→ **Exercise task**:
Return each line of the material verbatim.
--- BEGIN Material provided ---
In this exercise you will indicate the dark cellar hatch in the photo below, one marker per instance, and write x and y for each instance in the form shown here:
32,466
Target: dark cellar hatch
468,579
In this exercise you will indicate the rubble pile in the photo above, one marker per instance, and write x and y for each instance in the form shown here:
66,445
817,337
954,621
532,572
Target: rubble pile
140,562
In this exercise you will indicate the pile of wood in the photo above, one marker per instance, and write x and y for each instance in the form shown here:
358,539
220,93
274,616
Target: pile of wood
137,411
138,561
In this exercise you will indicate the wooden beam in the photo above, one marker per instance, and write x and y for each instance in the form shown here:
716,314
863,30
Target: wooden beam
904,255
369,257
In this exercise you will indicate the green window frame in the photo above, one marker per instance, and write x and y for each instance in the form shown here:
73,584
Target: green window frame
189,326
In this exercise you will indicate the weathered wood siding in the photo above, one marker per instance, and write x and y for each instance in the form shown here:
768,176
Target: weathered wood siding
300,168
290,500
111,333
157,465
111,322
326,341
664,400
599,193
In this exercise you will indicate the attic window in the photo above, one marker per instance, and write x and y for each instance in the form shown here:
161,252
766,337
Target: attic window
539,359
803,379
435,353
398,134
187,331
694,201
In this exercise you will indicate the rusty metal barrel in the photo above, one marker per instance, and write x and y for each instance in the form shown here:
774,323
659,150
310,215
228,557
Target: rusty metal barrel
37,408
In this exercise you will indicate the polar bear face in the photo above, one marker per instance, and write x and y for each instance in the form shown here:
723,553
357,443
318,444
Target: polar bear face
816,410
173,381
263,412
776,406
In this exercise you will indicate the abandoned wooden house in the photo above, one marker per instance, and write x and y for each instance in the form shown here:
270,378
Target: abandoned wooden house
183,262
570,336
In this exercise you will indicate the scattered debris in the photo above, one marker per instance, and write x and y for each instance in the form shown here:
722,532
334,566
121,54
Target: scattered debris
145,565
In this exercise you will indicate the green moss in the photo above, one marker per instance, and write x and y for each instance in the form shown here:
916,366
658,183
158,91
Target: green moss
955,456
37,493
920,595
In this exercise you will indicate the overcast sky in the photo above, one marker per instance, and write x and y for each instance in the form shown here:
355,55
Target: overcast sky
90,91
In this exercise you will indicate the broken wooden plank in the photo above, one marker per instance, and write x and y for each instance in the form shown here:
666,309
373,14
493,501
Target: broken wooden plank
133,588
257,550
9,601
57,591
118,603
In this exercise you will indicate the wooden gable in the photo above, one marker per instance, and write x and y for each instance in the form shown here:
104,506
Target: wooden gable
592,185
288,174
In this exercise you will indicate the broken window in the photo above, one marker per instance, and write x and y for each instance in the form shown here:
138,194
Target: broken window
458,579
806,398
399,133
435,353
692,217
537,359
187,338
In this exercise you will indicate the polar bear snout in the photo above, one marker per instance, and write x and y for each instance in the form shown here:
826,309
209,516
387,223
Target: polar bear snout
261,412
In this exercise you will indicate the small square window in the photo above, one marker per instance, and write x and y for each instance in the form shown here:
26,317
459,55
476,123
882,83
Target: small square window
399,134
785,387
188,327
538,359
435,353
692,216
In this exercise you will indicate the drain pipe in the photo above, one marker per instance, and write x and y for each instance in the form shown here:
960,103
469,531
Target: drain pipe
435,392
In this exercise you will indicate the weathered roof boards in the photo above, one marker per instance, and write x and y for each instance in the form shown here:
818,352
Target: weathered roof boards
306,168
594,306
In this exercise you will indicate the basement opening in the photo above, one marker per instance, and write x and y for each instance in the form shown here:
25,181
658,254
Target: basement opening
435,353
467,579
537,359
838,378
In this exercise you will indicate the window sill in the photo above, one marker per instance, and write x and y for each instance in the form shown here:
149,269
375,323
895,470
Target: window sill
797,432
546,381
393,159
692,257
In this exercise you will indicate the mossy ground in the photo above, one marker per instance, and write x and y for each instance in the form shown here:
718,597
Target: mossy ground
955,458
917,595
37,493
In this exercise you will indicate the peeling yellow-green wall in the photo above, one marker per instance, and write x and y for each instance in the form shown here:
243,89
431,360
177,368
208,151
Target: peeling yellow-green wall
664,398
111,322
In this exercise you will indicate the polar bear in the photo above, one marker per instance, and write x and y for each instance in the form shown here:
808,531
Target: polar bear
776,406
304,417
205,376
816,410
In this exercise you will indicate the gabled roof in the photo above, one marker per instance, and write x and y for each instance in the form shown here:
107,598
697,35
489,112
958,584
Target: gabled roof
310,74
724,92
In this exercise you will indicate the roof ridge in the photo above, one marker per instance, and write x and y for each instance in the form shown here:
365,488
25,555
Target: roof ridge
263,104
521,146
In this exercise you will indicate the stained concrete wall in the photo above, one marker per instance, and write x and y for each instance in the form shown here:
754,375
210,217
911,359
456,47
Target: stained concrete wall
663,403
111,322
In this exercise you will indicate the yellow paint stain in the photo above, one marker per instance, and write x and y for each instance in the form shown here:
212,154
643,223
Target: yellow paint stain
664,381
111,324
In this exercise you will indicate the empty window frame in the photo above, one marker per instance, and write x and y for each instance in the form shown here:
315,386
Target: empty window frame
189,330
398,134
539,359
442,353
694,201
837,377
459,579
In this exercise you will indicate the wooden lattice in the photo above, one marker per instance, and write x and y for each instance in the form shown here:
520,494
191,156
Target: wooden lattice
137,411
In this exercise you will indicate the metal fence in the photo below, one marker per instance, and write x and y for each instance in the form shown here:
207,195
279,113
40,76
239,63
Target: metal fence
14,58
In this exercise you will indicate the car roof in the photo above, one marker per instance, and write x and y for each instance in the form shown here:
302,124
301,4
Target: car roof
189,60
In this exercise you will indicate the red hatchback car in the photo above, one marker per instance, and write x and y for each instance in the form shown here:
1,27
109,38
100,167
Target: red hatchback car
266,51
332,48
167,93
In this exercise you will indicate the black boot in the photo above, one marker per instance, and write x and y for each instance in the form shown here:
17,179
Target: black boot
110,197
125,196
--- END Material provided ---
→ **Response to this task**:
In this exercise you will indicate the dark cellar hatch in the photo below, one marker per instance, and write x and y for each instance in the form shown here:
32,466
Target: dark cellar hatch
468,579
In this exercise you will indicate the rubble pile in the photo above, one marker per instance, and write x and y for each instance in the form shown here:
66,445
817,337
954,621
532,572
Target: rubble pile
140,562
In this exercise you will indicate the pile of wood in the photo above, one marker per instance, and write x and y for each instance in the form shown here:
358,539
220,93
274,616
Target: pile of wood
137,411
138,561
In this exercise you will indicate the wooden beam in the photo above, one marker per instance, and write x and y for each instance in the form shown here:
716,314
863,30
Target: wooden beam
904,255
369,257
In this exercise you will indicate the green window frame in the photo above, one marker per instance, and write x and y for each instance in the form shown here:
73,584
Target: green window frame
189,326
In this exercise you will indicate the weathered wood siding in the photo above, one marker per instance, and write x and y for each instance in the form shown here:
768,176
Target: weathered wood siding
300,168
290,500
111,333
157,465
111,322
326,341
664,400
599,193
In this exercise you will indicate the attic window in the photo above, one marker per instance, and write x and y for each instance in the form shown here:
161,252
766,337
Target: attic window
539,359
803,379
435,353
398,134
187,331
694,201
In this exercise you will indicate the rusty metal barrel in the photo above, one marker per instance, and write x and y for each instance in the form shown here:
774,323
659,150
310,215
228,557
Target: rusty metal barrel
37,408
In this exercise you will indicate the polar bear face in the photo above, one marker per instance, and write x and y for each instance in the form shown here:
723,553
357,443
318,444
Target: polar bear face
816,410
173,381
263,412
776,406
In this exercise you will indicate the abandoned wooden house in the photo above, one marker per instance, and write x and y for each instance in the form shown here:
270,378
Target: abandoned wooden house
183,262
570,336
In this exercise you will indicate the scattered debris in the photo above, one marker per instance, and write x and y for each instance in the form shown here:
722,532
334,566
121,54
Target: scattered debris
145,565
In this exercise you will indicate the green moss in the photo above, one marker per instance, and write x and y for each instance in the form shown here:
916,366
658,183
158,91
Target: green moss
955,456
37,493
920,595
In this exercise you will indicate the overcast sky in the photo above, one marker per instance, and write x and y for each instance in the form shown here:
355,55
Target: overcast sky
90,91
In this exercise you will indicate the broken wooden plank in the photo above, one marker per instance, and write x and y for each instance in the form shown here:
666,309
373,14
493,501
Target: broken wooden plank
133,588
257,550
9,601
57,591
118,603
In this exercise you will indicate the wooden gable in the photo above, one marker per instance, and write x and y for each instance in the form shown here:
104,506
Target: wooden gable
592,185
288,174
In this exercise you will indicate the broken window in the photo above, one marker per instance, and write x and y for each instance in the form shown here:
138,194
Target: broken window
458,579
806,398
399,133
435,353
692,217
537,359
187,338
In this exercise you will indicate the polar bear snout in the photo above, one marker per instance, and write x and y for each instance in the form shown here:
826,309
209,516
387,223
Target: polar bear snout
261,412
In this exercise you will indicate the small square window in the photo above, one marker per instance, and write x and y for each instance in the form shown here:
26,317
459,55
476,123
882,83
Target: small square window
399,134
785,387
188,327
538,359
435,353
692,216
In this exercise you will indicate the drain pipe in the photo above, one marker per instance, and write x and y for each instance in the form shown here:
960,103
469,531
Target: drain pipe
435,392
In this exercise you will indicate the weathered roof boards in the photo above, one marker per instance, and write x and y for each instance in the form shown here:
818,352
Target: weathered roof boards
306,168
594,306
In this exercise you will indicate the basement opening in the photo above, one marker per instance, and write x and y for each instance in the form shown here:
25,181
658,254
Target: basement opening
435,353
467,579
537,359
838,378
In this exercise you will indicate the window sill in the photo above, one marker per instance, and write x and y for each instance in the form shown here:
149,269
375,323
895,470
Target: window sill
797,432
546,381
393,159
692,257
In this exercise you will indicate the mossy ground in the photo above, one marker per instance, and write x and y for each instance in the form shown here:
718,597
Target: mossy ground
955,458
917,595
37,493
In this exercise you will indicate the peeling yellow-green wall in the photo above, one marker per instance, and write x and y for each instance in the form shown here:
243,89
431,360
177,368
208,151
Target: peeling yellow-green wall
664,398
111,322
In this exercise you will indicate the polar bear in the photo above, one marker per instance, and write x and y for each instance in the form shown here:
808,531
Target: polar bear
776,406
304,417
205,376
816,410
In this exercise you will indicate the gabled roof in the photo above, one marker per instance, and write x and y for each instance in the form shown here:
107,598
697,35
489,112
958,584
Target: gabled roof
310,74
724,92
In this exercise you will indicate the roof ridge in the photo above, one marker per instance, and write x and y for each instance in the form shown here:
365,488
25,555
Target: roof ridge
263,104
521,146
In this exercise you will indicate the stained concrete wall in the photo above, one marker per instance, and write x and y for each instance in the form shown here:
754,375
210,217
911,359
456,47
Target: stained concrete wall
663,403
111,322
In this exercise you will indicate the yellow paint stain in the photo above, one marker per instance, and write x and y for each instance in the form shown here:
212,154
643,223
Target: yellow paint stain
664,381
111,324
In this exercise you will indicate the empty window frame in the photo above, one marker per instance, and write x and y for each instance in the form shown here:
315,386
Target: empty window frame
189,330
398,134
539,359
442,353
694,201
837,377
459,579
In this exercise you will indicate the wooden lattice in the photo above, one marker per instance, and write x and y for each instance in the form shown here:
520,494
191,156
Target: wooden lattice
137,411
In this exercise you will indicate the metal fence in the photo below, one marker per instance, and write x and y for each instance in the form shown here:
207,195
279,113
40,76
239,63
Target: metal fence
14,58
In this exercise you will indicate the car roof in the photo above, one marker per instance, and write x and y for each instance in the form shown here:
302,124
301,4
Target: car roof
189,60
In this exercise you will indicate the red hatchback car in the photo above, one marker per instance, and write x and y for each instance in the form shown here:
1,27
109,38
100,167
Target: red hatchback car
266,51
332,48
167,93
In this exercise you will indicate the black boot in the photo above, one marker per instance, and write x and y for each instance in the form shown here:
17,179
Target: black boot
110,197
125,196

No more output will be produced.